══ 文書本文
高橋道政ももう少しで2期8年目を迎えます。
私が関わったのは5年間でしたが、その5年間の高橋道政の検証をしてみたいと思います。
すでに、道議会・民主道民連合での検証が行われていますが、少し加筆も加えて感想を述べてみます。

 

1、高橋はるみ知事のリーダーシップ
昨年11月に札幌で行われたシンポジウムにおいて「田原総一朗」「寺島光一郎乙部町長・北海道町村会長」などが高橋はるみ知事のリーダーシップに疑問を呈するコメントがあり、シンポジウム終了後にはオフレコで、「近藤道経連会長」もつぶやいていたというお話を聞いています。
また、先般の北海道地方自治研究所の「月刊自治研」2月号の対談の記事を読みますと、道新をはじめ道内報道機関の記者達もおしなべて高橋はるみ知事のリーダーシップの無さを指摘していました。
言わんや、日常仕事をしている道職員のアンケートにおいては8割もの部下がリーダーシップが無いと回答しています。

 

2、政治姿勢・道政運営
1期目、2期目前半をとおして、選挙でお世話になった自民党とのパイプを頼りの政治姿勢は変わることなく、民主党政権になったとたんに手のひらを返すような擦り寄りが非難されましたが、相変わらず国依存体質は変わりません。
════
══ 入力データ
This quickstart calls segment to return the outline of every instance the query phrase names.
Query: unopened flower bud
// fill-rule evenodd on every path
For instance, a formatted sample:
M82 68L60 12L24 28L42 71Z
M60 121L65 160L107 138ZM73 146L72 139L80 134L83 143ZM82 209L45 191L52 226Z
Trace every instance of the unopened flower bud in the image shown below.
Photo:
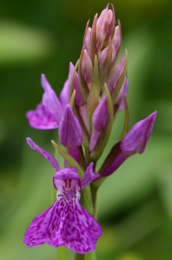
M72 75L72 74L73 73L73 70L74 70L74 65L72 63L72 62L70 62L70 65L69 65L69 76L68 76L68 81L69 84L70 83L70 78ZM73 82L72 82L72 85L73 85L73 91L74 90L76 90L76 94L74 99L74 102L76 105L77 105L78 106L83 106L84 104L84 102L83 101L82 95L80 92L80 86L79 86L79 79L78 79L78 75L76 72L75 72L73 79Z
M81 145L83 142L82 131L78 119L69 105L66 107L59 124L60 142L65 147Z
M106 13L102 22L102 30L104 35L106 36L108 32L113 16L113 13L110 9Z
M123 99L123 94L124 95L126 99L128 91L128 78L127 76L126 76L122 84L122 88L119 93L118 96L116 99L115 103L115 105L118 105L121 102L119 107L118 108L118 111L122 110L122 109L123 109L123 108L124 108L125 106L124 102Z
M106 126L107 120L108 109L105 95L94 112L92 117L93 125L98 131L103 131Z
M108 4L106 6L106 8L102 11L102 13L100 14L100 16L97 20L97 21L101 22L102 24L103 23L103 21L105 18L105 16L107 11L108 11L109 6L109 4Z
M85 36L83 41L83 44L85 46L85 49L87 50L87 52L90 55L90 35L92 31L92 29L90 27L88 28L88 29L85 33Z
M101 23L98 21L96 24L96 47L98 52L99 52L103 47L105 37L102 28Z
M115 89L118 81L124 72L126 61L126 56L124 56L119 63L111 72L109 76L107 85L110 92Z
M86 50L84 50L82 59L81 72L82 78L85 82L92 82L93 77L93 66Z

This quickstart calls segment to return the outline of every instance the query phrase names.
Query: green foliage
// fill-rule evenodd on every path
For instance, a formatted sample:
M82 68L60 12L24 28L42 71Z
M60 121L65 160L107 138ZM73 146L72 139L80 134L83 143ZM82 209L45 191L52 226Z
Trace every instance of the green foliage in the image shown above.
M107 4L104 0L20 1L17 5L1 1L1 260L57 258L56 250L47 244L28 248L22 242L31 220L51 204L53 174L50 164L26 146L25 138L31 137L53 155L48 140L57 141L57 130L31 129L25 113L41 101L41 73L59 94L69 61L75 64L79 57L87 20ZM98 221L103 235L97 245L97 259L170 260L171 3L125 0L113 4L122 26L121 57L126 48L128 55L129 129L155 110L158 115L144 153L127 159L100 188ZM123 125L124 113L115 120L102 158L119 140L118 125ZM62 159L58 160L62 167ZM69 259L73 259L73 252L66 252Z

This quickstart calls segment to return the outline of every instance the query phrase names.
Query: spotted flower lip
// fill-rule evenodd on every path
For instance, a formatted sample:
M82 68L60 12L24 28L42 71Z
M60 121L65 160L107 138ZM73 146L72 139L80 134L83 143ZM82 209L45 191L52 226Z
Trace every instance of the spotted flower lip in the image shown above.
M58 191L53 205L33 219L25 234L24 242L30 247L46 242L55 247L65 245L81 254L94 250L102 234L101 229L79 203L81 189L100 176L98 173L94 174L93 163L87 167L80 180L76 168L60 169L57 162L48 152L39 147L30 138L27 139L27 142L57 170L53 183Z

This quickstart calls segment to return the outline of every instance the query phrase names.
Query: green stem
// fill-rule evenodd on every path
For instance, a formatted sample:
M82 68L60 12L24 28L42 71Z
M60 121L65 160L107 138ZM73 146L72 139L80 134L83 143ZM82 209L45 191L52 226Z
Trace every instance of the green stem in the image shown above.
M84 254L76 253L74 260L84 260Z
M59 247L57 248L57 254L58 258L60 259L60 260L67 260L65 248L64 246L59 246Z

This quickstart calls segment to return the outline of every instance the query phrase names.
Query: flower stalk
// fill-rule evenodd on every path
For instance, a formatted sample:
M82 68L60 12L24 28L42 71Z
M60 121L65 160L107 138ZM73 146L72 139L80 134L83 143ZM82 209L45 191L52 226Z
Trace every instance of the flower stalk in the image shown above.
M33 219L24 242L29 247L47 242L58 247L61 259L66 259L61 246L75 252L75 260L95 259L93 251L102 234L96 220L98 188L128 157L143 152L157 114L155 111L128 131L128 56L126 50L117 63L121 25L118 20L115 26L113 5L111 9L109 8L109 4L99 17L95 15L92 27L88 22L79 59L75 66L70 63L59 99L42 74L42 101L35 110L26 114L31 127L59 128L64 149L52 142L56 153L64 158L65 166L60 168L57 154L54 158L27 139L30 148L55 168L56 196L53 205ZM97 162L107 146L116 116L123 109L125 117L119 142L114 144L97 172Z

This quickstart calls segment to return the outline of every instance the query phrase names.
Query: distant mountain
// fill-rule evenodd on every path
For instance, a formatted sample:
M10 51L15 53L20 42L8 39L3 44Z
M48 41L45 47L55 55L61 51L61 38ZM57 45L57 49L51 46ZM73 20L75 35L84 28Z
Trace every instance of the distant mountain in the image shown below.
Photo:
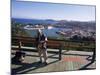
════
作業内容
高橋道政を検証した文章を、最後の文のあとから書き継ぎなさい。

解答
「常に地域に軸足を置いている」と胸を張ってきましたが、1期目の道警問題では早々に自ら幕引きを行い、2期目の支庁制度改革では地域の同意を得られないにも関わらず見切り発車し、地域との信頼関係を大きく失いました。
これら世論軽視、地域無視の政治姿勢は歴代の知事において例を見ないものです。

 

3、産業・経済
一人当たりの道民所得は年々減少し、全国との差が過去最大となりました。
自動車関連企業の誘致はリーマンショックで事実上の頓挫、観光行政は「北海道観光振興機構」に丸投げ、2期目後半からは経済界の「食クラスター構想」に相乗りの状態が続いています。

 

4、雇用・労働
1期目に策定した「雇用創出基本条例」に基づいて8万人の雇用を目指し、雇用の足し算方式の積み重ねであたかも目標を達成したかのように見えますが、その実は、その間の失業者数はカウントせず、実質雇用増とは言い難いものとなっています。
2期目の10万人雇用創出計画はいっこうに目標数には達しておらず、失業率、有効求人倍率、非正規労働者の比率も全国平均より下回る深刻な状態が続いています。

 

5、行財政改革
この間の行財政改革に関わる計画は、「道財政立て直しプラン」「新たな行財政の取り組み」「選択と集中」等、幾度となく作り直され、「中長期財政試算」も毎年数字の書き換えが行われるなど、一貫しておらず、人件費の削減と公共事業費の削減で活路を見いだそうとしましたが、この8年間で道債残高は5,000億円以上も増え、5兆7,000億円となり、この4年間は連続で赤字予算の編成となりました。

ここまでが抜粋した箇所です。